━━━ SOURCE TEXT ━━━
I sewed a new bag this weekend! This is a really BIG bag (almost 3 feet across). I wanted one because both Chloe, and Leo & I have a swim class that meets twice a week, during the same time. The bag had to be large enough to carry three towels, three sets of dry clothes, snacks, diapering items, etc., yet be light weight and easy for this mama to carry. This one fits the bill with room to spare!

The pattern came from a blue plastic Ikea shopping bag. We have two, and they are really handy, especially at the beach. Sand slides right off the plastic. The handles are really clever, too. Each side has a loop of material that is attached in way that creates a shoulder strap as well as tote handles, so you can carry it both ways (you can see them best in the top photo). Essentially, those blue Ikea bags are large tarps with handles, but they stay crazy wrinkled and are ridiculously noisy because the plastic is so crackly. The design is perfect, though, almost exactly what I wanted.
━━━ SUPPLIED RECORDS ━━━
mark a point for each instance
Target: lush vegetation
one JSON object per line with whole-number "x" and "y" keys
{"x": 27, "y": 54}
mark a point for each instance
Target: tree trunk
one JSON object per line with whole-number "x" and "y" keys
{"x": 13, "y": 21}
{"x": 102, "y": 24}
━━━
━━━ SUPPLIED RECORDS ━━━
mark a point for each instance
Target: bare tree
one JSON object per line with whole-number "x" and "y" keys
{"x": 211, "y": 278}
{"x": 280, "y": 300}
━━━
OBJECTIVES:
- A) In the text about the new bag, where did the pattern for the bag come from?
- B) Rewrite the text about the new bag starting with "I sewed a new" and going on through "room to spare!", with "swim class" replaced by "music class".

RESULTS OF THE TASKS:
- A) A blue plastic Ikea shopping bag.

- B)
I sewed a new bag this weekend! This is a really BIG bag (almost 3 feet across). I wanted one because both Chloe, and Leo & I have a music class that meets twice a week, during the same time. The bag had to be large enough to carry three towels, three sets of dry clothes, snacks, diapering items, etc., yet be light weight and easy for this mama to carry. This one fits the bill with room to spare!